+++ Extract provided +++

This might actually be appropriate for the "Classic banjo... the continuing story" thread, but I wasn't quite certain and didn't want to derail that thread, so a new one seemed in order.  Presumably a moderator can fix this, if necessary.

Anyway... I just kind of jumped into the forum with my ragtime question, and not much background information on myself other than that I'm a composer & multi-instrumentalist.  My first instrument was actually piano, at which I began formal lessons at the tender (and, I now think, much too early) age of four.  My next was clarinet, taken up in the 4th grade and played with various degrees of dedication through grad school.  At 12 I picked up guitar, and went so deeply into it that I have long since considered it my primary instrument.  I've studied jazz, classical, and folk instruments formally, and delved into most styles at one time or another, from playing Visee and Bach in chamber ensembles to once actually taking an axe to an electric guitar on stage. :)

+++ Stored data +++

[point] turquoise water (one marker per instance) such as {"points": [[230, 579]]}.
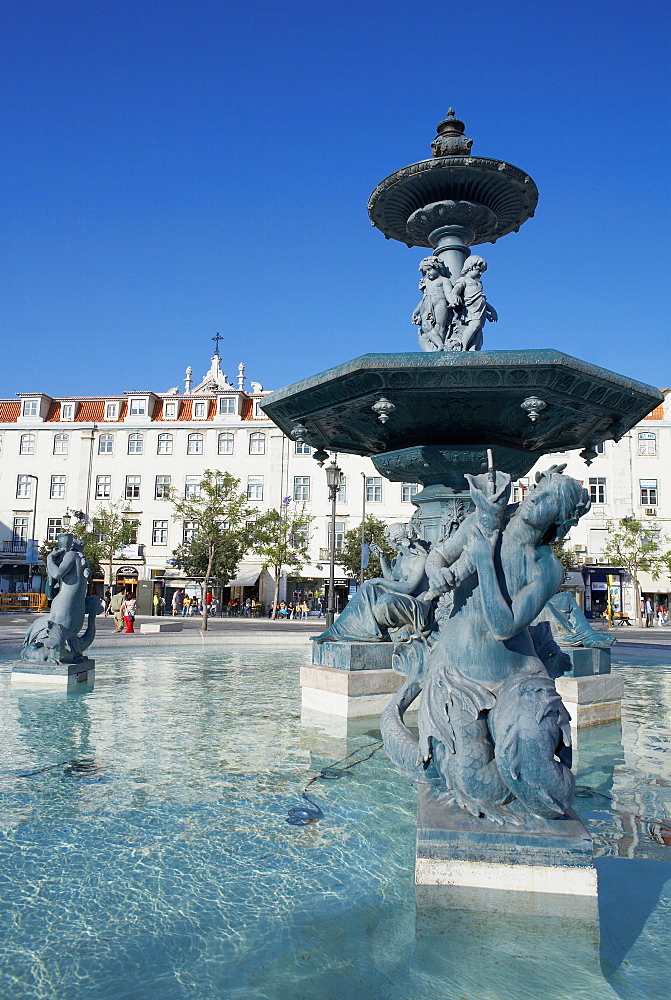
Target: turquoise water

+++

Requirement A = In the forum post about the writer's musical background, edit the passage between "This might actually" and "this, if necessary.", inclusive, so that "moderator" becomes "forum admin".
Requirement B = Continue the forum post about the writer's musical background from its last sentence.

Task answer A =
This might actually be appropriate for the "Classic banjo... the continuing story" thread, but I wasn't quite certain and didn't want to derail that thread, so a new one seemed in order.  Presumably a forum admin can fix this, if necessary.

Task answer B =
I first got the notion to play banjo at age 18, in college; I had just seen a live Roy Clark concert, and Roy is no slouch as a multi-instrumentalist himself.  After seeing that, I had to have a banjo, so I found someone selling a generic no-name 5-string at a price a starving student could afford.  I noodled around with that banjo for a couple of years on my own, trying to play bluegrass, mostly by ear.  I got to where I could play up to a pretty good bluegrass speed, and get melodies in there with the rolls, but somehow what I was doing felt awkward and never really sounded like "bluegrass".

Then I picked up Pete Wernick's "Bluegrass Banjo" book and discovered why. 

Essentially I had brought folk and classical guitar three-finger technique -- T/1/2/3 -- to the banjo.  Everything in Pete's book was two-finger technique -- T/1/2.  No wonder I always felt like I was tripping over my own fingers:  I was; I was using too many fingers for the style.  So, I set out to change my technique, and as with most habits it turned out to be harder to unlearn what I was doing than it probablay would have been to learn it the right way from the beginning.  Oy.  (Since then I have made it policy when I take up a new instrument to always at least try to seek out a qualified teacher, if only for a few months, to get the flavor of how the pros are doing things...)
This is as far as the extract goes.